▸ WHAT YOU ARE ASKED TO DO:
Please restate the listing that follows without changing anything.

= Beginning of Section =

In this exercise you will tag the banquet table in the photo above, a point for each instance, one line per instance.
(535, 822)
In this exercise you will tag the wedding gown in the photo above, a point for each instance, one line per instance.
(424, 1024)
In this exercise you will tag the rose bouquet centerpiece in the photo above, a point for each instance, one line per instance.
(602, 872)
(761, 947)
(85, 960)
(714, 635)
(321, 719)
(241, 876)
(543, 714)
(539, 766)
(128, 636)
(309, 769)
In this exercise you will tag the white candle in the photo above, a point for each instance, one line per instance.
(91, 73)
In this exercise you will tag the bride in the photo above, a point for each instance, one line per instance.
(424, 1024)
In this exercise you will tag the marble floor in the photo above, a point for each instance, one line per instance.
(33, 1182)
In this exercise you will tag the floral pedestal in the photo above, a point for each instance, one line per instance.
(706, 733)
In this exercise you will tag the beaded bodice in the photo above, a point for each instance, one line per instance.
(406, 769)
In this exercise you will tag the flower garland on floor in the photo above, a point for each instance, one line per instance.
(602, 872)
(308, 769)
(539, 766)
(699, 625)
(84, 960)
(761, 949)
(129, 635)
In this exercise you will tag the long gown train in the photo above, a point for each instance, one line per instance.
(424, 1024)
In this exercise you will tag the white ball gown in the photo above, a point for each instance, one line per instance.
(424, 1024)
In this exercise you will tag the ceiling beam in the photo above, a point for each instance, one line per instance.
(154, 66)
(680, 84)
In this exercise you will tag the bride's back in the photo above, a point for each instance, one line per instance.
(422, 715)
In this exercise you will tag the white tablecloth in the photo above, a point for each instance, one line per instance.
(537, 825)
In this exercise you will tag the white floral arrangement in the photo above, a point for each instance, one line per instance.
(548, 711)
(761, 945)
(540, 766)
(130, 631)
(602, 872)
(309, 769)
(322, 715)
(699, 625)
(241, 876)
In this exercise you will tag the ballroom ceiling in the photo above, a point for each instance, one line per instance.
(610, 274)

= End of Section =

▸ SOLUTION TO THIS PROBLEM:
In this exercise you will tag the banquet table in the photo above, a point for each instance, one line per instance.
(535, 822)
In this exercise you will tag the wedding gown in the photo above, a point for each instance, one line per instance.
(424, 1024)
In this exercise you will tag the rose bouquet centerpiece in the photo above, a point for each instance, one line per instance.
(602, 872)
(761, 947)
(85, 960)
(714, 635)
(321, 719)
(241, 876)
(543, 714)
(539, 766)
(128, 636)
(309, 769)
In this exercise you will tag the white candle in the photo above, a point for each instance, one line per instance.
(91, 73)
In this exercise you will tag the bride in the photo above, a point for each instance, one line per instance.
(424, 1024)
In this exercise you will tag the marble floor in the photo above, a point for each instance, one line per instance.
(33, 1182)
In this exercise you will tag the floral pedestal in the photo above, a point for each instance, one line per instance.
(706, 733)
In this exercise you will tag the beaded bodice in the photo above, a point for each instance, one line per instance.
(406, 769)
In this exercise you will tag the flower garland on floor in the photo above, a point for each instance, one line per instance.
(602, 872)
(308, 769)
(539, 766)
(699, 625)
(84, 960)
(761, 949)
(129, 635)
In this exercise you will tag the long gown train in the photo above, a point for each instance, one line per instance.
(424, 1024)
In this exercise you will tag the white ball gown in the photo above, a point for each instance, one line per instance.
(424, 1024)
In this exercise you will tag the ceiling beam in the photo above, a point for each instance, one line per instance.
(154, 66)
(680, 84)
In this exercise you will tag the bride's back in the photo above, a point for each instance, one line per instance.
(422, 715)
In this exercise you will tag the white tablecloth in the photo above, a point for each instance, one line per instance.
(537, 825)
In this exercise you will tag the white floral arrangement in the photo above, a point for each instance, one line per instance.
(548, 711)
(761, 945)
(540, 766)
(130, 631)
(602, 872)
(309, 769)
(322, 715)
(699, 625)
(241, 876)
In this exercise you will tag the ballroom ceiling in the photo above, a point for each instance, one line per instance.
(610, 274)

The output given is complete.